[Object location annotation data]
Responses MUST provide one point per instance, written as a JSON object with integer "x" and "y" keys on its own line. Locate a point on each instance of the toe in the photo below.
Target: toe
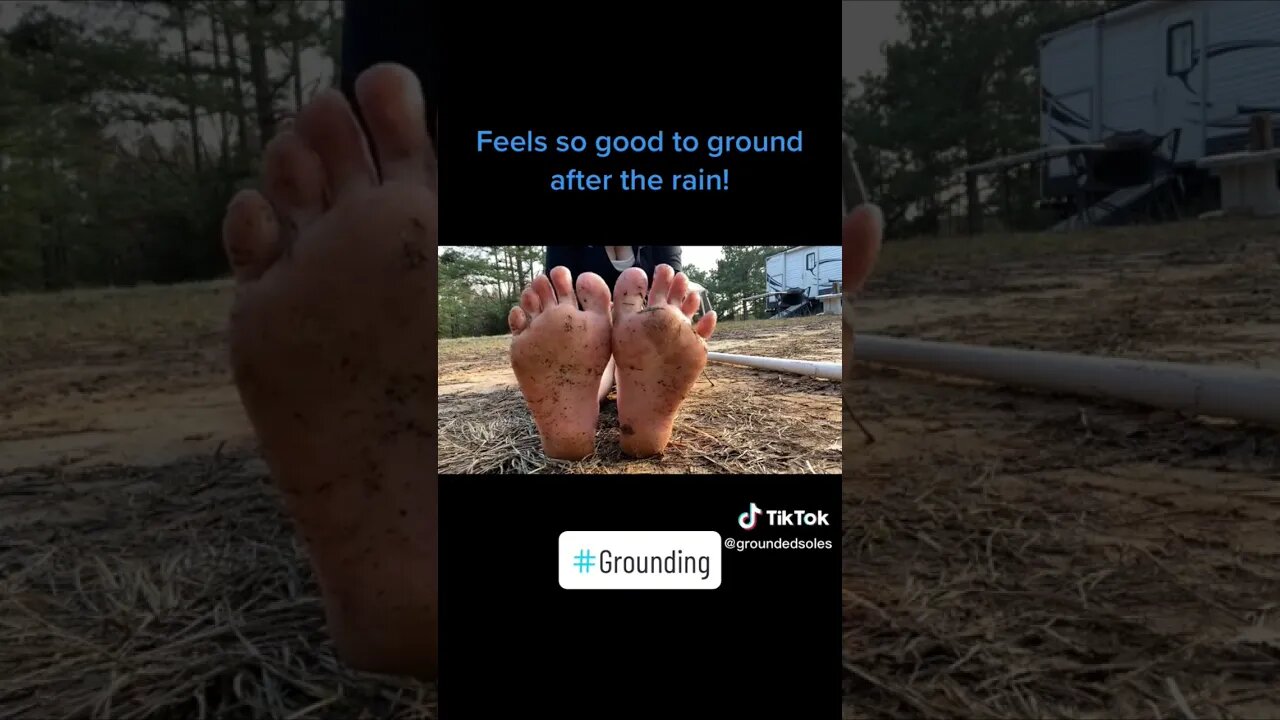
{"x": 530, "y": 302}
{"x": 679, "y": 290}
{"x": 293, "y": 181}
{"x": 330, "y": 130}
{"x": 517, "y": 320}
{"x": 250, "y": 235}
{"x": 629, "y": 291}
{"x": 391, "y": 101}
{"x": 690, "y": 304}
{"x": 705, "y": 326}
{"x": 662, "y": 279}
{"x": 545, "y": 295}
{"x": 862, "y": 241}
{"x": 593, "y": 294}
{"x": 563, "y": 283}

**Problem details:**
Rewrite all of these rows with "toe" changed to "finger" wherever it appears, keeping everything else the same. Leave the pictures out of your answer.

**The output:**
Responses MUST provide one point per instance, written as a JSON object with integer "x" and "y" keys on its own line. Locate a point on each instance of the finger in the photo below.
Target: finger
{"x": 530, "y": 302}
{"x": 679, "y": 290}
{"x": 293, "y": 181}
{"x": 330, "y": 130}
{"x": 517, "y": 320}
{"x": 250, "y": 235}
{"x": 629, "y": 291}
{"x": 391, "y": 101}
{"x": 690, "y": 304}
{"x": 705, "y": 326}
{"x": 662, "y": 279}
{"x": 545, "y": 295}
{"x": 862, "y": 241}
{"x": 593, "y": 294}
{"x": 563, "y": 283}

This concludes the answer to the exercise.